[Entries taken from a collection]
● ● ●

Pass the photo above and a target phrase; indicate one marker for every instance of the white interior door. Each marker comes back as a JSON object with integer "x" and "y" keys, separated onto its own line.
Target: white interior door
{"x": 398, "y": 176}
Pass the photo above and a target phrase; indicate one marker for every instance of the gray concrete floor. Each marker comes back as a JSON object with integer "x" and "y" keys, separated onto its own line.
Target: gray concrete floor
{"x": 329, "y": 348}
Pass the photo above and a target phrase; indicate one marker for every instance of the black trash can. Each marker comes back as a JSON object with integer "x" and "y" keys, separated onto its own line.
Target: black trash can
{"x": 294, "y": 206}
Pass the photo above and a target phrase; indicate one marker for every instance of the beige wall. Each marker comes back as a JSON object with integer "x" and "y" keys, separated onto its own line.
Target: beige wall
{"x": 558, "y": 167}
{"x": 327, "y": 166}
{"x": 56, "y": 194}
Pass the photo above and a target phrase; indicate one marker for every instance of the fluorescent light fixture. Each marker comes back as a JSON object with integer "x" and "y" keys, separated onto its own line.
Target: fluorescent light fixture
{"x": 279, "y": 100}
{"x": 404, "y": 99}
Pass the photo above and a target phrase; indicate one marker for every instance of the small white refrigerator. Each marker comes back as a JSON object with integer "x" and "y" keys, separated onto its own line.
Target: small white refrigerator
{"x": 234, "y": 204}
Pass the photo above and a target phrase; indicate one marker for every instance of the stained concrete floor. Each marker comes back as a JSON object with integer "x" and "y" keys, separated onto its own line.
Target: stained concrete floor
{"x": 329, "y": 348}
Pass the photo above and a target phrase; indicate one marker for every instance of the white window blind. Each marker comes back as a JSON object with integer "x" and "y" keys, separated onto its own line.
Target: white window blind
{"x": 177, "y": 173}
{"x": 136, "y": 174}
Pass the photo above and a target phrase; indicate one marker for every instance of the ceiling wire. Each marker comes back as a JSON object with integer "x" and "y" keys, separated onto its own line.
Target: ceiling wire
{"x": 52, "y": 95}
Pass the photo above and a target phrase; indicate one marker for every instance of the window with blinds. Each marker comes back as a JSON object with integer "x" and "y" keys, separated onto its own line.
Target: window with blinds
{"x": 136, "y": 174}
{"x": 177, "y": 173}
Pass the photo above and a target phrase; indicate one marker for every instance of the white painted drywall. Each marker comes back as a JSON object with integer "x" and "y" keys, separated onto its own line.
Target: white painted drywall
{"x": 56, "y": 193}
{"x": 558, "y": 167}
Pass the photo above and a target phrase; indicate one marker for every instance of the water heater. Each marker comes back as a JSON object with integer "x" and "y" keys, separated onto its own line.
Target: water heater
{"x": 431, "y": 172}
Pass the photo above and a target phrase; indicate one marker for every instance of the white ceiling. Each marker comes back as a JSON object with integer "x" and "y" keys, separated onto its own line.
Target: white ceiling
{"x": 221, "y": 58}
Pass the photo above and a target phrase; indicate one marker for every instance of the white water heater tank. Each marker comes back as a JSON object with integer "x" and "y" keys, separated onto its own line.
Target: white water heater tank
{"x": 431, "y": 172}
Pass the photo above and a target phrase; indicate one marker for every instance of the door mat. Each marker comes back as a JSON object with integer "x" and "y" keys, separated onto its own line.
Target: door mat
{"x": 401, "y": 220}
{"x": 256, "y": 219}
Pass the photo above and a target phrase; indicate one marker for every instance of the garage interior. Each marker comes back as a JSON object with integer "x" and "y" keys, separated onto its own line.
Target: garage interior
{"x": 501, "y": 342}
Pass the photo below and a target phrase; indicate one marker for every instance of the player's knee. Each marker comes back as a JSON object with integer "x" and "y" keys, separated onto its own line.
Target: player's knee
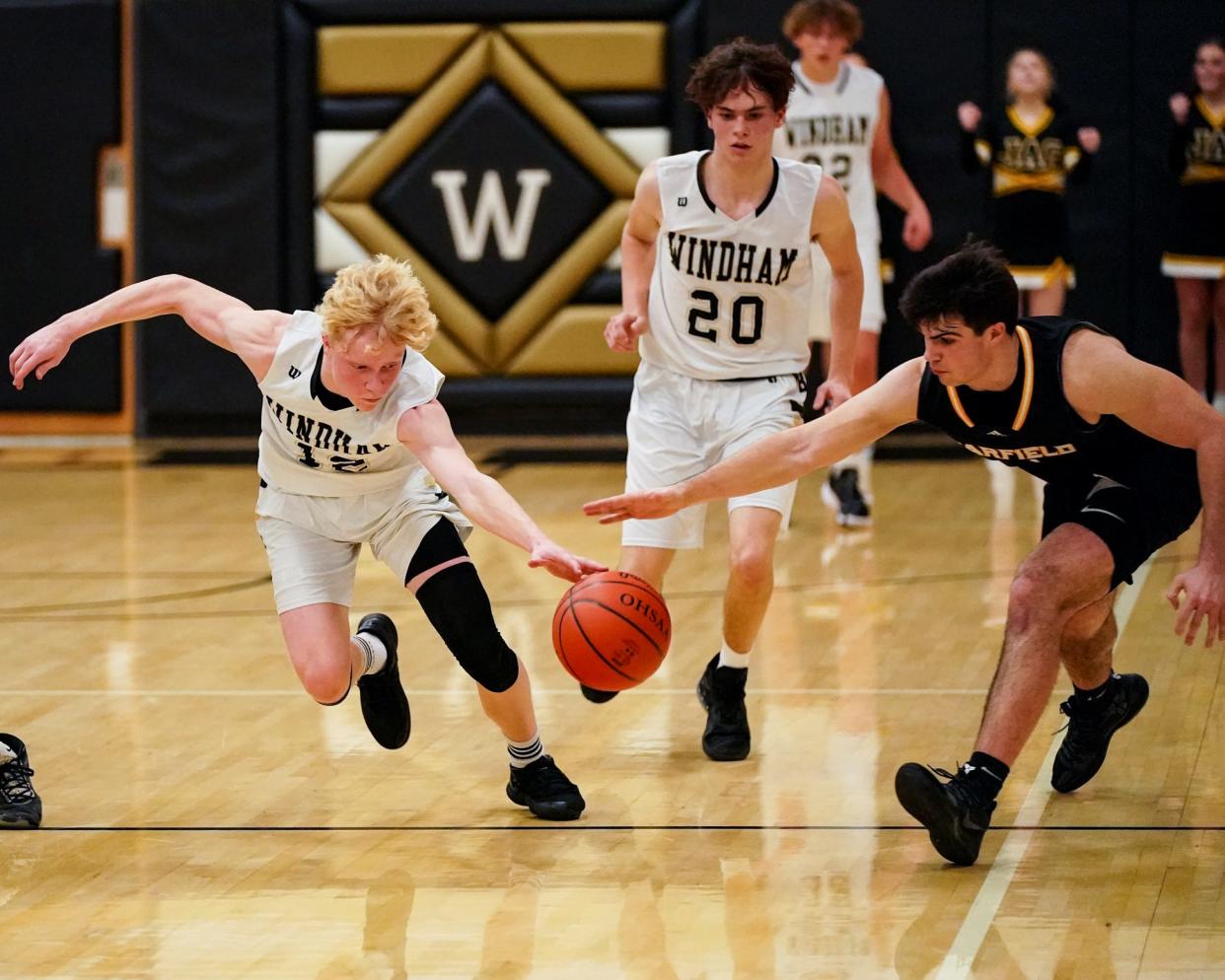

● ● ●

> Exercise
Make a verbatim copy of all the entries and strip out the pictures.

> Solution to this task
Pass the photo above and a target phrase; indicate one marker for every instance of the white interior door. Each marker comes back as a JSON object with integer "x" and "y" keys, separated onto its own line.
Target: white interior door
{"x": 398, "y": 176}
Pass the photo above and a target phrase; indicate one marker for every instance of the gray concrete floor. Each marker comes back as a JSON object with integer "x" and "y" keys, separated onto its own line.
Target: gray concrete floor
{"x": 329, "y": 348}
Pass the photo above and a target phrase; indicate one marker for every instance of the black trash can. Each marker comes back as a JSON object with integer "x" and "y" keys, separated onto its own line.
Target: black trash can
{"x": 294, "y": 206}
Pass the photo above and a target phrase; indicate one marker for every instance of the beige wall. Each marker comes back as a JSON object with integer "x" and "y" keys, separated onto its own line.
Target: beige wall
{"x": 558, "y": 167}
{"x": 327, "y": 166}
{"x": 56, "y": 194}
Pass the photo above and a target phrase; indicate one marker for every instance of the fluorescent light fixture. Each marker comes back as a JSON object with integer "x" and "y" keys, separated onto its own line.
Target: fluorescent light fixture
{"x": 279, "y": 100}
{"x": 404, "y": 99}
Pass the photo above and a target phrase; indicate one marker for every instance of the small white refrigerator. Each marker comes back as a JSON object with integer "x" and "y" keys, separated onto its own line.
Target: small white refrigerator
{"x": 234, "y": 204}
Pass the photo above and a target phrase; indicate one marker for every instance of the stained concrete floor. Each marker comes back as a JSON object with integer "x" and "y" keys, separated onto its own line.
Target: stained concrete floor
{"x": 329, "y": 348}
Pass the photo above and a target phrase; indicate one marker for every instance of the white window blind. Each marker comes back as a JSON object with integer "x" and "y" keys, separated onto its own line.
Target: white window blind
{"x": 177, "y": 173}
{"x": 136, "y": 174}
Pass the photo above and a target phrase; indicate one marker for every instance of the ceiling wire. Each marker comes back as a JSON object with integer "x" and "y" keys, separated onto its own line.
Target: ceiling wire
{"x": 52, "y": 95}
Pass the photo above and a target phrase; indicate one marker for every instance of the window with blinds. Each marker comes back as a JSON object with integer "x" and "y" keys, separated onto its own line.
Target: window with blinds
{"x": 136, "y": 174}
{"x": 177, "y": 173}
Pass the photo above and a target phrase; indicate one marker for every instance of the white painted drywall. Each marker comes back as a JSON object with integer "x" and "y" keys, separated onto its own line.
Target: white painted drywall
{"x": 56, "y": 193}
{"x": 558, "y": 167}
Pass the photo above and a target phrase; indicate one marker for every instance of the water heater. Each marker comes back as a JSON object with integer "x" and "y" keys, separated onto its own line.
Target: water heater
{"x": 431, "y": 172}
Pass the photo above and a target phrase; indicate one marker for every instance of the white ceiling. Each marker comes back as a JSON object with integer "x" and "y" keys, separated onto its own line.
Target: white ceiling
{"x": 221, "y": 58}
Pass the photo above and a target phrase; indicate one marker for every instance of the white water heater tank. Each marker comes back as a JSON object with integer "x" and "y" keys, separated onto its own line.
Target: white water heater tank
{"x": 431, "y": 172}
Pass the photo above and a target phrase; indicate one marker for every instance of the door mat. Each marker comes back as a JSON object with integer "x" and "y" keys, separated onto its own line.
Target: door mat
{"x": 401, "y": 220}
{"x": 256, "y": 219}
Pass the photo above and a target phrase; indicate one marker for every instance of the garage interior. Each marker comes back as a JSON object with integer "x" and "y" keys, separated onto its own line.
Target: garage interior
{"x": 501, "y": 342}
Pass the photo below and a target phrase; indicate one marker for every instance of the player's knee. Each marker comes back as a JSON object with integer "x" and "y" keys, separated onto its own line.
Target: player's knee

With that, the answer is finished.